■ To do: All of the data below should be written out exactly.

■ Extracted entries:
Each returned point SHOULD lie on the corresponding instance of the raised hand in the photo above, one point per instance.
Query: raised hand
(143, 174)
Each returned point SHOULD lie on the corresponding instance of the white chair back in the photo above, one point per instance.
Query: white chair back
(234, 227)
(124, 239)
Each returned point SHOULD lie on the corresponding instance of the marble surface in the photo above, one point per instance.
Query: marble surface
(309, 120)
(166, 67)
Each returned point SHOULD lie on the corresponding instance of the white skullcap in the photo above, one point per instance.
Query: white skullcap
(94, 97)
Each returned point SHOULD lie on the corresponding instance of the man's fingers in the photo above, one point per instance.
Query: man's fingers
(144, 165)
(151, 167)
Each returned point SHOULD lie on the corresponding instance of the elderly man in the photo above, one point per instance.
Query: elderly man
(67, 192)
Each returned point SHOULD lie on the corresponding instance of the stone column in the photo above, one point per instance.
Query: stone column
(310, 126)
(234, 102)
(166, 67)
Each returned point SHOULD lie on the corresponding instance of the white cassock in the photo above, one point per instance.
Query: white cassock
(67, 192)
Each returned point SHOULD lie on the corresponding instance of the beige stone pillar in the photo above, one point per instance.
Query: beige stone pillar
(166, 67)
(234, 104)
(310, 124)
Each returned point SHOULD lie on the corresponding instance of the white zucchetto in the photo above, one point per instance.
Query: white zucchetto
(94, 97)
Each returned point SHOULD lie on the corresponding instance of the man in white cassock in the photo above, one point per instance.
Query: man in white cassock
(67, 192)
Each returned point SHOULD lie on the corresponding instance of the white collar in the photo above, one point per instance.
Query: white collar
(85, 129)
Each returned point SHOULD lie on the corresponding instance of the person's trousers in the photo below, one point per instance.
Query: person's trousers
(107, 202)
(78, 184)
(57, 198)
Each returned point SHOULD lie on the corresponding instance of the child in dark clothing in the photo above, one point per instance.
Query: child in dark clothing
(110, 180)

■ Result of this exercise:
Each returned point SHOULD lie on the corresponding instance of the raised hand in the photo above, one point per instance.
Query: raised hand
(143, 174)
Each returned point SHOULD lie on the corresponding instance of the white chair back in the photo above, one point per instance.
Query: white chair back
(234, 227)
(124, 239)
Each returned point SHOULD lie on the corresponding instance of the marble surface in the photo above, one point per instance.
Query: marble surface
(309, 120)
(166, 67)
Each returned point SHOULD lie on the corresponding instance of the white skullcap in the photo above, one point per instance.
Query: white skullcap
(94, 97)
Each returned point SHOULD lie on the corresponding instance of the man's fingers in the photo above, one point per instance.
Query: man's fingers
(144, 165)
(151, 167)
Each returned point SHOULD lie on the corresponding instance of the elderly man in the photo above, one point per instance.
Query: elderly man
(67, 192)
Each returned point SHOULD lie on the corresponding instance of the stone column in the photo above, one point per instance.
Query: stone column
(310, 126)
(234, 102)
(166, 67)
Each returned point SHOULD lie on the corresponding instance of the white cassock in the photo above, one point per instance.
Query: white cassock
(67, 192)
Each returned point SHOULD lie on the corresponding instance of the beige stone pillar in the photo above, one point per instance.
Query: beige stone pillar
(166, 67)
(234, 104)
(310, 124)
Each returned point SHOULD lie on the corresponding instance of the white zucchetto in the photo above, one point per instance.
Query: white zucchetto
(94, 97)
Each returned point SHOULD lie on the corresponding instance of the man in white cassock in the photo above, one point per instance.
Query: man in white cassock
(67, 192)
Each returned point SHOULD lie on the corresponding instance of the white collar in the photo above, one point per instance.
Query: white collar
(85, 129)
Each returned point SHOULD lie on the corresponding instance of the person's trousers in the photo below, one point per instance.
Query: person's trousers
(107, 202)
(78, 184)
(57, 198)
Each returned point SHOULD lie on the corresponding instance of the child in dark clothing in the photo above, one point per instance.
Query: child in dark clothing
(110, 180)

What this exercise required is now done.